- _Material supplied_
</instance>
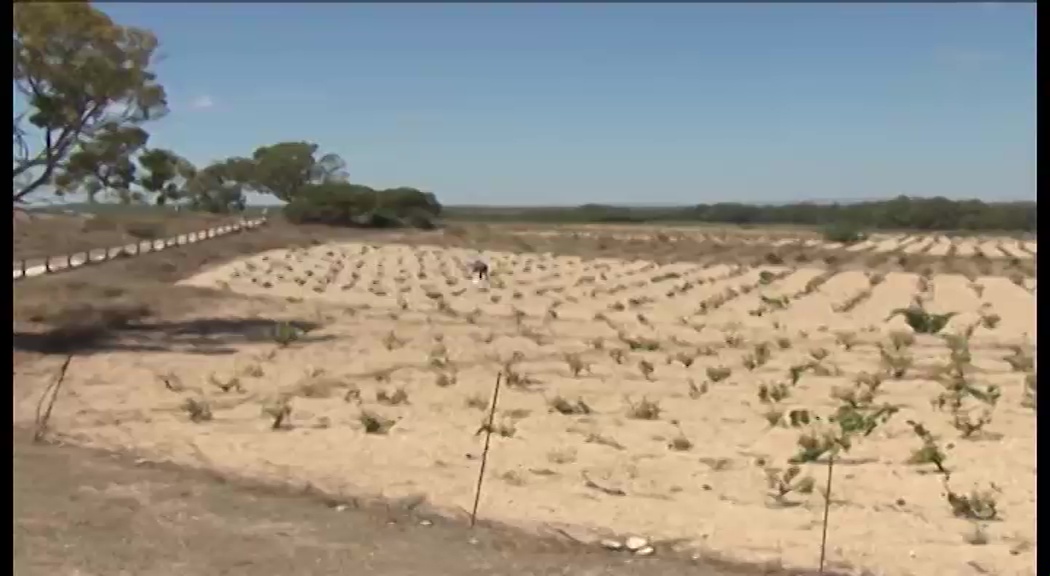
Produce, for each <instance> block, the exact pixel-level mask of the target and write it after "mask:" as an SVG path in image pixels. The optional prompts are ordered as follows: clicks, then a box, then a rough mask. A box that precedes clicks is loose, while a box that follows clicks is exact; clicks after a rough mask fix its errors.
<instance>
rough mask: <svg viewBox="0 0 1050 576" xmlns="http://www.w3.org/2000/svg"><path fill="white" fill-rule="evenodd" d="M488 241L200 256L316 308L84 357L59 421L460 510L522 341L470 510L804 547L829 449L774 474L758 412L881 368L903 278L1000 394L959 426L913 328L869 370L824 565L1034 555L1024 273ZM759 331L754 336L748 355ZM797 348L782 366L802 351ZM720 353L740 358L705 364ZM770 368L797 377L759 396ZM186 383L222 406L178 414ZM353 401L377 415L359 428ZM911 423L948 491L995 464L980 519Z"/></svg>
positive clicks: (61, 398)
mask: <svg viewBox="0 0 1050 576" xmlns="http://www.w3.org/2000/svg"><path fill="white" fill-rule="evenodd" d="M930 243H931V242H930V241H929V240H926V241H923V242H917V243H915V244H910V246H913V247H919V246H928V244H930ZM484 256H485V257H486V258H487V259H488V260H489V261H490V263H491V265H492V271H493V272H492V280H491V282H490V283H484V282H483V283H481V284H474V283H471V282H470V281H469V280H468V279H467V278H466V273H465V270H466V263H467V262H468V261H469V260H470V259H471V258H472V257H475V254H474V253H470V252H467V251H460V250H446V249H438V248H419V247H400V246H384V247H373V246H367V244H352V243H346V244H330V246H319V247H315V248H312V249H308V250H296V251H273V252H269V253H265V254H260V255H256V256H254V257H252V258H248V259H244V260H241V261H238V262H234V263H231V264H228V265H224V266H219V268H216V269H214V270H211V271H209V272H207V273H204V274H202V275H199V276H196V277H194V278H192V279H190V280H188V281H187V282H186V283H188V284H190V285H197V286H216V287H220V289H223V290H228V291H232V292H235V293H243V294H250V295H255V296H266V297H268V298H272V300H271V302H272V305H271V308H270V311H268V313H267V314H266V315H261V314H260V315H259V316H260V318H262V319H272V318H292V317H300V318H301V317H302V316H303V311H310V312H309V316H310V317H311V319H312V320H313V321H315V322H316V323H317V324H319V327H317V328H316V329H312V330H310V332H309V333H307V334H303V335H302V336H301V339H299V340H297V341H294V342H292V343H290V345H287V346H281V345H278V344H275V343H274V342H266V341H258V340H259V339H256V341H254V342H251V341H249V342H245V343H240V344H237V345H235V346H231V347H230V349H228V350H224V351H226V353H227V354H214V349H213V348H211V347H208V348H207V349H205V347H204V346H202V345H201V343H199V342H197V343H190V344H187V345H185V346H183V347H181V348H176V349H167V350H165V351H153V353H149V351H142V349H141V347H140V348H138V349H135V350H133V351H132V350H130V349H121V348H120V347H114V348H113V349H110V350H108V351H101V353H97V354H95V355H92V356H90V357H84V358H76V359H74V361H72V367H71V368H70V371H69V377H68V378H67V381H66V383H65V384H64V386H65V387H64V391H63V394H62V398H61V400H60V401H59V403H58V404H57V406H56V408H55V412H54V415H53V420H51V424H50V426H51V428H53V430H54V431H55V432H56V433H58V434H60V435H62V436H65V438H69V439H72V440H74V441H75V442H77V443H82V444H87V445H92V446H99V447H105V448H113V449H130V450H134V451H137V452H138V453H141V454H145V455H146V456H147V457H151V458H168V460H171V461H173V462H177V463H184V464H192V465H197V466H205V467H208V468H213V469H216V470H219V471H222V472H224V473H227V474H234V475H246V476H251V477H267V478H271V479H273V481H275V482H283V483H292V484H297V485H308V484H309V485H311V486H313V487H316V488H317V489H320V490H322V491H324V492H329V493H336V494H362V493H363V494H381V495H384V496H391V497H405V496H409V497H421V495H425V498H426V499H427V500H428V502H430V503H433V504H434V505H435V506H437V507H439V508H441V509H443V510H445V511H447V512H448V513H450V514H454V515H455V514H459V515H462V514H464V513H465V511H467V510H469V509H470V506H471V500H472V490H474V483H475V482H476V475H477V471H478V458H479V457H480V455H481V446H482V442H481V440H480V438H479V436H478V435H477V434H476V432H478V431H479V426H480V425H481V423H482V422H483V419H484V415H485V411H484V407H485V406H486V405H487V403H488V399H489V398H490V397H491V388H492V383H493V381H495V379H496V375H497V372H499V371H500V370H501V368H502V369H504V370H506V363H507V362H508V361H511V358H512V356H513V355H514V353H520V355H521V356H520V358H519V359H518V360H517V361H513V362H512V363H511V369H512V371H513V372H514V374H516V375H518V376H519V378H518V379H517V380H514V381H511V382H507V383H506V385H505V386H504V388H503V391H502V392H501V397H500V400H499V410H498V415H497V422H496V424H497V428H498V429H499V431H500V432H501V433H499V434H493V446H492V450H491V453H490V457H489V462H488V475H487V477H488V479H487V483H488V484H487V489H486V491H485V493H484V495H483V497H482V500H481V514H482V516H484V517H486V518H492V519H497V520H501V521H507V522H513V524H518V525H523V526H526V527H531V528H532V529H537V530H539V529H541V528H543V527H546V528H548V529H549V528H550V527H559V528H561V529H564V530H566V531H569V532H571V533H572V534H574V535H576V537H579V538H582V539H594V538H597V537H602V536H609V535H626V534H643V535H645V536H648V537H650V538H656V539H659V540H661V541H665V542H671V541H675V542H679V543H678V545H677V546H679V547H682V548H687V549H696V550H706V551H717V552H719V553H723V554H729V555H732V556H736V557H740V558H745V559H749V560H775V561H782V562H784V563H785V564H787V566H794V567H806V568H812V567H813V566H814V564H815V562H816V559H817V555H818V547H819V540H820V518H821V513H822V510H823V502H822V497H821V495H820V494H821V493H822V492H823V490H824V482H825V481H824V477H825V473H826V467H825V466H824V465H821V464H810V465H804V466H803V467H802V468H803V471H802V473H803V475H807V476H812V477H813V478H815V481H816V490H815V492H814V493H813V494H789V495H787V496H786V497H785V498H780V499H777V498H773V497H772V496H771V491H770V488H769V485H768V478H766V475H768V473H769V472H770V471H771V470H772V471H776V470H782V469H784V468H785V467H786V460H787V458H789V457H790V456H791V455H793V454H794V453H795V452H796V442H797V439H798V435H799V431H798V430H794V429H791V428H790V427H787V426H771V425H770V424H769V422H768V421H766V418H765V415H766V414H768V413H769V412H770V411H771V410H774V409H782V410H787V409H792V408H799V407H804V408H807V409H810V410H814V411H816V412H817V413H821V414H827V413H829V412H831V411H832V410H833V409H834V408H835V407H836V406H837V405H838V404H837V403H836V402H835V401H833V400H832V399H831V397H829V394H831V392H832V390H833V388H834V387H836V386H838V387H842V386H847V387H848V386H853V385H854V380H855V379H856V378H857V376H858V375H860V374H862V372H867V374H884V372H886V370H887V368H888V366H887V364H886V361H885V360H882V359H881V356H880V351H879V348H878V345H879V344H884V345H885V343H886V342H887V341H888V340H889V338H890V334H891V333H894V332H895V330H902V329H905V330H906V329H907V327H906V325H905V324H904V321H903V319H902V318H900V317H896V318H895V319H892V320H890V321H887V320H886V318H887V316H888V315H889V313H890V312H891V311H892V310H894V308H898V307H901V306H905V305H907V304H908V303H909V302H910V301H911V299H912V298H913V297H915V296H916V295H917V294H919V295H922V296H923V297H924V298H926V300H927V302H928V306H929V308H930V310H932V311H934V312H936V311H946V312H955V313H959V314H958V316H955V317H954V318H952V319H951V321H950V322H949V324H948V327H947V328H946V329H945V332H946V333H949V334H958V333H961V332H962V330H964V329H966V328H967V327H968V326H971V325H973V326H975V327H974V328H973V334H972V337H971V338H970V339H969V351H970V354H971V356H972V362H971V367H970V368H969V369H970V371H969V372H968V374H969V379H970V380H971V382H972V383H973V384H976V385H980V386H985V385H988V384H994V385H997V386H1000V387H1001V389H1002V399H1001V400H1000V401H999V403H997V405H996V406H995V408H994V415H993V419H992V421H991V423H990V424H988V425H987V427H986V428H985V430H984V431H983V432H981V433H978V434H974V436H973V438H971V439H961V438H960V435H961V434H960V432H959V431H957V430H955V429H954V428H952V426H950V422H951V421H950V418H949V415H947V414H946V413H944V412H941V411H937V410H934V409H933V408H932V407H931V400H932V399H933V398H934V397H936V396H937V394H938V392H940V391H941V390H942V389H943V388H942V385H941V384H940V383H939V382H938V381H937V380H934V378H936V375H937V368H938V367H939V366H941V365H943V364H944V363H945V362H946V360H947V359H948V356H949V350H948V347H947V344H946V342H945V341H944V340H943V339H941V338H938V337H936V336H929V335H918V336H917V337H916V338H915V342H913V344H909V345H904V347H903V349H902V350H901V351H899V353H895V354H896V355H897V358H898V359H900V358H904V357H908V358H910V359H911V366H910V368H909V369H907V370H905V374H904V375H902V376H901V377H900V378H890V377H886V378H885V379H884V381H883V383H882V385H881V387H880V398H879V402H883V401H884V402H888V403H891V404H895V405H898V406H900V412H899V413H898V414H896V415H895V417H894V419H892V420H890V421H889V422H888V423H887V424H885V425H883V426H881V427H879V428H878V429H877V430H876V431H875V432H874V433H873V434H871V435H870V436H868V438H865V439H863V440H859V441H857V444H856V446H855V447H854V448H853V450H852V451H850V452H849V453H848V454H846V456H847V457H846V458H845V460H841V461H840V462H839V466H837V468H836V477H835V481H834V491H833V494H832V500H831V502H832V528H831V535H829V557H831V560H832V564H833V566H834V567H836V568H839V569H841V570H846V569H853V570H858V571H859V570H860V569H867V570H870V571H873V572H875V573H877V574H886V575H905V574H915V575H924V576H925V575H929V574H970V573H973V574H976V573H981V572H990V573H996V574H1004V575H1013V574H1016V575H1021V574H1031V573H1032V572H1033V570H1034V553H1033V550H1034V545H1035V535H1034V521H1035V516H1034V493H1035V469H1034V468H1035V467H1034V460H1033V455H1034V426H1033V423H1034V412H1033V410H1031V409H1030V408H1026V407H1024V406H1023V401H1024V381H1025V375H1024V374H1023V372H1022V371H1018V370H1014V369H1013V368H1012V367H1011V365H1010V364H1009V363H1008V362H1006V361H1005V360H1004V358H1005V357H1007V356H1009V355H1010V354H1011V346H1020V347H1022V348H1023V349H1025V348H1028V347H1030V346H1032V344H1033V342H1034V324H1033V319H1034V314H1033V312H1034V297H1033V295H1032V293H1030V292H1028V291H1026V290H1025V289H1024V287H1022V286H1018V285H1016V284H1015V283H1012V282H1011V281H1010V280H1007V279H1005V278H996V277H987V278H979V279H978V280H976V281H974V282H971V281H970V280H968V279H966V278H964V277H962V276H933V277H930V278H926V279H924V278H921V277H919V276H917V275H915V274H887V275H885V276H881V275H874V274H865V273H863V272H859V271H849V272H843V273H841V274H834V273H828V272H827V271H824V270H817V269H804V268H803V269H798V270H795V269H792V268H787V266H773V265H770V266H759V268H743V266H734V265H712V266H708V268H702V266H700V265H698V264H695V263H678V264H666V265H659V264H656V263H654V262H648V261H645V260H635V261H619V260H615V259H594V260H587V259H582V258H579V257H558V256H553V255H549V254H510V253H498V252H491V253H486V254H485V255H484ZM821 282H822V283H821ZM979 293H980V294H979ZM223 312H224V311H219V314H222V313H223ZM237 312H238V311H236V310H232V308H231V310H228V311H225V314H226V315H228V316H230V317H233V316H235V315H236V314H237ZM202 314H204V313H202ZM215 314H216V312H215V311H207V315H208V316H211V317H214V316H215ZM992 316H994V317H996V318H997V319H996V320H995V321H992V320H989V319H988V318H991V317H992ZM979 322H984V324H983V325H976V324H978V323H979ZM261 329H264V330H268V329H272V328H270V327H264V328H261ZM262 336H264V338H265V336H266V335H265V334H264V335H262ZM762 343H764V344H765V345H764V346H759V344H762ZM759 348H764V349H766V350H768V351H769V353H770V354H769V358H768V359H763V360H764V362H758V364H759V365H755V360H756V357H760V356H761V354H760V350H759ZM205 351H211V353H212V354H204V353H205ZM1027 354H1029V355H1031V354H1032V353H1031V351H1028V353H1027ZM573 355H575V356H573ZM682 359H685V360H682ZM577 360H579V362H580V366H579V367H580V368H581V370H580V372H579V374H576V375H573V369H572V365H573V363H574V362H576V361H577ZM814 361H815V364H814V365H813V366H812V367H811V368H808V369H806V370H804V372H802V374H801V377H800V379H799V380H798V382H797V383H796V384H794V385H790V383H791V380H790V378H789V375H790V374H791V371H792V367H794V366H802V365H803V364H805V363H808V362H814ZM686 364H688V366H687V365H686ZM749 366H750V367H749ZM719 367H724V368H729V369H730V370H731V374H730V375H729V376H728V377H727V378H724V379H723V380H719V381H715V379H716V378H715V376H714V374H715V372H716V371H717V370H716V369H717V368H719ZM20 377H21V378H23V379H25V380H26V381H27V382H31V381H33V380H34V379H36V380H39V381H45V380H47V379H49V378H51V372H50V371H49V370H45V369H41V370H40V371H39V374H36V375H33V374H24V375H20ZM763 383H764V384H774V383H783V384H785V385H786V387H787V388H789V389H790V393H791V396H790V397H789V398H787V399H786V400H785V401H783V402H782V403H781V404H780V405H779V407H778V406H770V405H766V404H763V403H762V402H760V401H759V398H758V390H759V387H760V385H761V384H763ZM21 389H23V390H24V389H34V388H33V386H24V387H21ZM224 389H225V391H224ZM399 390H403V392H404V394H403V396H402V394H401V393H399ZM399 397H400V398H399ZM562 397H564V400H565V401H567V402H569V403H574V402H576V401H577V400H582V401H583V402H584V403H585V404H586V408H587V409H586V410H582V411H584V412H586V413H570V414H565V413H561V412H560V411H559V410H553V409H552V408H551V405H552V404H553V401H554V400H555V399H556V398H562ZM189 399H194V400H195V402H197V405H203V404H207V406H208V407H209V408H210V411H211V414H212V417H213V418H212V419H211V420H208V421H205V422H197V423H194V422H192V421H191V419H190V418H189V417H188V411H187V410H186V409H184V407H185V406H186V403H187V402H188V400H189ZM644 399H645V400H647V401H652V402H655V403H657V405H658V406H659V408H660V409H661V410H660V413H659V414H658V415H657V417H656V418H653V419H651V420H643V419H638V418H636V417H637V415H638V414H637V410H636V408H637V407H638V405H639V403H642V402H643V400H644ZM36 402H37V399H36V397H34V396H22V394H18V393H16V421H17V422H19V421H26V420H31V418H33V413H34V410H35V408H36ZM285 406H288V407H289V408H290V410H291V413H290V415H289V417H288V419H287V425H286V426H282V427H281V428H280V429H278V430H271V421H272V418H271V417H270V415H267V413H273V410H272V409H271V408H282V407H285ZM577 409H579V406H577ZM567 411H568V410H567ZM365 412H371V413H375V414H378V417H379V418H380V419H386V420H388V421H390V423H392V427H391V428H390V429H388V431H386V432H385V433H366V432H365V430H364V429H363V424H364V421H363V419H362V414H363V413H365ZM908 420H915V421H920V422H922V423H923V424H925V425H926V427H928V428H929V429H930V430H932V432H933V433H934V434H936V435H937V436H938V438H939V439H940V442H941V443H942V444H943V445H944V446H945V447H947V446H951V448H950V449H949V450H948V454H949V455H948V460H947V466H948V468H949V469H950V470H951V472H952V475H951V482H950V488H951V489H952V490H953V491H955V492H958V493H961V494H968V493H970V491H971V490H974V489H980V490H984V489H987V488H989V487H990V486H994V487H995V488H994V490H995V491H996V492H995V496H994V497H995V500H996V503H997V511H999V517H997V518H996V519H994V520H989V521H980V522H978V521H975V520H969V519H965V518H959V517H954V516H953V515H952V510H951V508H950V507H949V505H948V503H947V502H946V499H945V497H944V495H943V494H944V486H943V484H942V481H941V477H940V476H939V475H938V474H934V473H932V472H931V466H930V465H922V466H916V465H908V464H905V461H906V460H907V458H908V456H909V454H911V452H912V451H913V450H916V449H918V448H920V446H921V444H920V441H919V440H918V439H917V436H916V435H915V434H913V433H912V430H911V427H910V426H908V425H907V424H906V422H907V421H908ZM685 440H688V441H689V442H688V444H689V445H688V446H687V443H686V442H685ZM661 546H666V547H669V546H670V543H665V545H661Z"/></svg>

- _What the task requires_
In the copy, include each line from the start of the material through the line with "rough mask: <svg", word for word, but none of the pictures.

- _Solution to this exercise_
</instance>
Produce, for each <instance> block, the exact pixel-level mask of the target and write it after "mask:" as an SVG path in image pixels. The optional prompts are ordered as follows: clicks, then a box, then a rough mask. A box that precedes clicks is loose, while a box that follows clicks is exact; clicks after a rough mask fix its errors.
<instance>
rough mask: <svg viewBox="0 0 1050 576" xmlns="http://www.w3.org/2000/svg"><path fill="white" fill-rule="evenodd" d="M488 241L200 256L316 308L84 357L59 421L460 510L522 341L470 510L804 547L829 449L774 474L758 412L881 368L903 278L1000 394L959 426L913 328L869 370L824 565L1034 555L1024 273ZM759 331L754 336L748 355ZM797 348L782 366L802 351ZM720 353L740 358L705 364ZM770 368L797 377L759 396ZM186 383L222 406L178 414ZM353 401L377 415L359 428ZM911 423L948 491L995 464L980 519Z"/></svg>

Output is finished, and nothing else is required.